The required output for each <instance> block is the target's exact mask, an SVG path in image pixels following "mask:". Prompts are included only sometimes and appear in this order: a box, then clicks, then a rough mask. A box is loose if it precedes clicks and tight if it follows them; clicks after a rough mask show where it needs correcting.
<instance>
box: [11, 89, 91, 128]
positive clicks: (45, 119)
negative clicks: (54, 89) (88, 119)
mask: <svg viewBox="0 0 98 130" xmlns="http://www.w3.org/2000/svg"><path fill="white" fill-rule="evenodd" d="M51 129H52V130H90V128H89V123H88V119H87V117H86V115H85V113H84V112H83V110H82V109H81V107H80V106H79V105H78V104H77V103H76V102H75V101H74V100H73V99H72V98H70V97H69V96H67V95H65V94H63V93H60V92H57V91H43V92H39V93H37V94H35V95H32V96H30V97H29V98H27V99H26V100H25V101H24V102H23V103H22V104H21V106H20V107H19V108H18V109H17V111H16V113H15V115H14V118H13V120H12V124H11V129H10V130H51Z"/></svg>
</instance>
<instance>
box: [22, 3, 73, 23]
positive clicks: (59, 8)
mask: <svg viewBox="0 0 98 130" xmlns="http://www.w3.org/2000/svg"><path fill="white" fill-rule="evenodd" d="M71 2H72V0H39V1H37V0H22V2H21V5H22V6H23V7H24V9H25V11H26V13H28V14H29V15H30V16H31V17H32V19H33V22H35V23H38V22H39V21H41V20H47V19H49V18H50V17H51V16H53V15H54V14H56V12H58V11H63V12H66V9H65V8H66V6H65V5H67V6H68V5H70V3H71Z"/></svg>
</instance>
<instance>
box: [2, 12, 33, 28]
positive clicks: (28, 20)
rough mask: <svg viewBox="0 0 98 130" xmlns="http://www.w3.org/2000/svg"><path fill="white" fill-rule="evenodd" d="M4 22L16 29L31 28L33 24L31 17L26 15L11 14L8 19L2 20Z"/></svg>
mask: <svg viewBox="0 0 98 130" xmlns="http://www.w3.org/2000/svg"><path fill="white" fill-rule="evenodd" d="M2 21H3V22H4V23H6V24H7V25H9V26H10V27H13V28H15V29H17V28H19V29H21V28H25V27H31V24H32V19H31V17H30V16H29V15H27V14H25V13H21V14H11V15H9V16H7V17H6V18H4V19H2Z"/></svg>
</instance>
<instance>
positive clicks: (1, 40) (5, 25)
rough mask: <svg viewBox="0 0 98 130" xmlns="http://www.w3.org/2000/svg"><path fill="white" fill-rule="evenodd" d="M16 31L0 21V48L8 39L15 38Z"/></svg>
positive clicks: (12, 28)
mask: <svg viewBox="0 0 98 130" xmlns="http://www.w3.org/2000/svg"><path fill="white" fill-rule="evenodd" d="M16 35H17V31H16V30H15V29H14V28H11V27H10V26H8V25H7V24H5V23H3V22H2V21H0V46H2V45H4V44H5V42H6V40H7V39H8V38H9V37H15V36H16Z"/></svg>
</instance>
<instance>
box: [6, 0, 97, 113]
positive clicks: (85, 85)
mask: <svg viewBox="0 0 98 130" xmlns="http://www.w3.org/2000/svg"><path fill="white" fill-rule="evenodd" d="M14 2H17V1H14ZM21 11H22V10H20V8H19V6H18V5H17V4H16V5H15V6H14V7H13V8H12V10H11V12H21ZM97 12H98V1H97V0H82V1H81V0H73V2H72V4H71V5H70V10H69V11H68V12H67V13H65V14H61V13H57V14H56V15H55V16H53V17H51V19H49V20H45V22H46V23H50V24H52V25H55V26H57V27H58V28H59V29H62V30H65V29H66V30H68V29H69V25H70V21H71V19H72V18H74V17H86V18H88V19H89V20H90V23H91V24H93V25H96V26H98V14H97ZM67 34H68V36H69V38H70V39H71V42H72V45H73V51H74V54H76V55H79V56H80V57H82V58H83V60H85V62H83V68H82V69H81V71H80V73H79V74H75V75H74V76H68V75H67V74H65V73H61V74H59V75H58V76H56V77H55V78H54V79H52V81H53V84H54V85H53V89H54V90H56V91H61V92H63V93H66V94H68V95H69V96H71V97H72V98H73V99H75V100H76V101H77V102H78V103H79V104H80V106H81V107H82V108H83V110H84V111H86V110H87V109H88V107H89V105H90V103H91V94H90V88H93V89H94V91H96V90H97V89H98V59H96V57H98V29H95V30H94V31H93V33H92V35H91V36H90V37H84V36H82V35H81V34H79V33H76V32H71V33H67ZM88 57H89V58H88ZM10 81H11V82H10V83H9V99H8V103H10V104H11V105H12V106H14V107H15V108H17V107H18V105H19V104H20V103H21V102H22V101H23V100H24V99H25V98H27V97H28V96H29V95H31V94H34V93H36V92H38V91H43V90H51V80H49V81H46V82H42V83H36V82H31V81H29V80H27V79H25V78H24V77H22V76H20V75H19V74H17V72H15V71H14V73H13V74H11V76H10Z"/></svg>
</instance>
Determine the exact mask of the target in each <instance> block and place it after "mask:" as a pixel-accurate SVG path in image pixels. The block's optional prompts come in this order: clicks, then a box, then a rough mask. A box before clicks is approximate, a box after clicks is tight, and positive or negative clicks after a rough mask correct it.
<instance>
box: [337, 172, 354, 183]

---

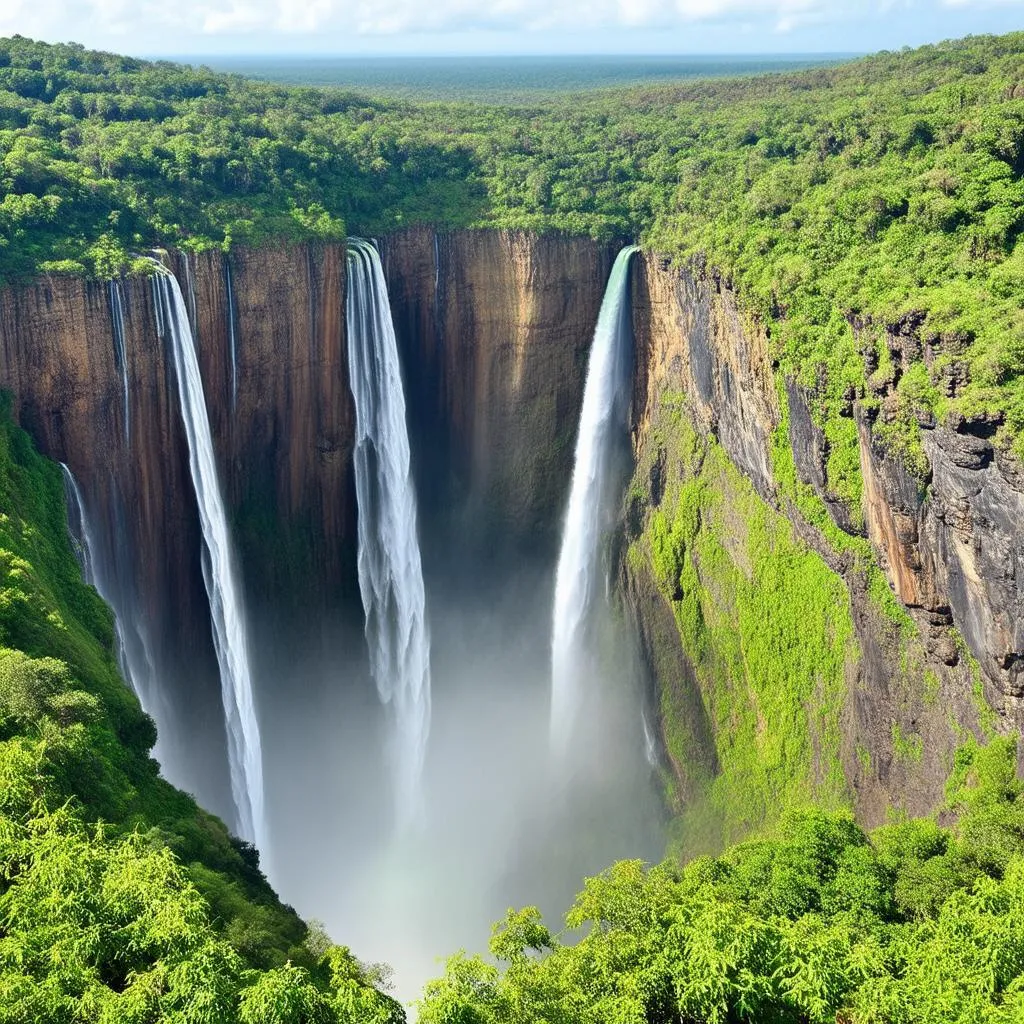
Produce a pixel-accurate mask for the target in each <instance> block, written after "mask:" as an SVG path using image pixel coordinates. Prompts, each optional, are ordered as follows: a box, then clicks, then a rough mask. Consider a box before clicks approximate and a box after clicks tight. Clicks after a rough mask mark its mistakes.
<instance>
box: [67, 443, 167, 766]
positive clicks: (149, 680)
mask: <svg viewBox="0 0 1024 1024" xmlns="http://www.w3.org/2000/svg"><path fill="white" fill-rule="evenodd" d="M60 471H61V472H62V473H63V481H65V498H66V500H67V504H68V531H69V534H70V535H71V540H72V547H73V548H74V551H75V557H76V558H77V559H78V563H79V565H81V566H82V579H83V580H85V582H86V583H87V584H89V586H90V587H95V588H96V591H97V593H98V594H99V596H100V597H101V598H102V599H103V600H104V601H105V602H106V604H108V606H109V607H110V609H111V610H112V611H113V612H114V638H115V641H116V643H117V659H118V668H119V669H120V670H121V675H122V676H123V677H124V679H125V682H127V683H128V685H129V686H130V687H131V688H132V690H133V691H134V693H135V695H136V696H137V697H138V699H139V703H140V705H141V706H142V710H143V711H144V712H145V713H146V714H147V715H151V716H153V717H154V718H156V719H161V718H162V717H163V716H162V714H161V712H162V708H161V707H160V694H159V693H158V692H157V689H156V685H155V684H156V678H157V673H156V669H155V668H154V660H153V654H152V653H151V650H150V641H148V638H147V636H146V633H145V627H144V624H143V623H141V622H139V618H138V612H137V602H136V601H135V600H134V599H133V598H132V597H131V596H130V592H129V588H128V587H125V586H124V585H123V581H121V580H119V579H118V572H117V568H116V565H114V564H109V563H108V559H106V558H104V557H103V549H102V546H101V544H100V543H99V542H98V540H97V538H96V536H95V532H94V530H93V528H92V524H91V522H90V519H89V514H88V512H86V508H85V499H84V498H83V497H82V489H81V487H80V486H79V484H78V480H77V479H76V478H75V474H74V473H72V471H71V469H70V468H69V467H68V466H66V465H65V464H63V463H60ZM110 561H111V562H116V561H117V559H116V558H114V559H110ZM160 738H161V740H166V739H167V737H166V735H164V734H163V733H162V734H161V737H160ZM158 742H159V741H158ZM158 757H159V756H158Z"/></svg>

Problem to work on -
Copy out verbatim the stretch of data from the line containing "The required output" through the line containing "negative clicks: (54, 89) (88, 119)".

Result below -
The required output for each <instance> block is the target's exact mask, an SVG path in image pixels following "mask:". Prompts are included only sometimes and appear in this order: a box, then clicks, then a rough mask. A box is loose if it precedes clicks and tight if it follows them; clicks after a rough mask show where it needs correcting.
<instance>
box: [11, 89, 91, 128]
positive clicks: (45, 119)
negative clicks: (54, 89) (88, 119)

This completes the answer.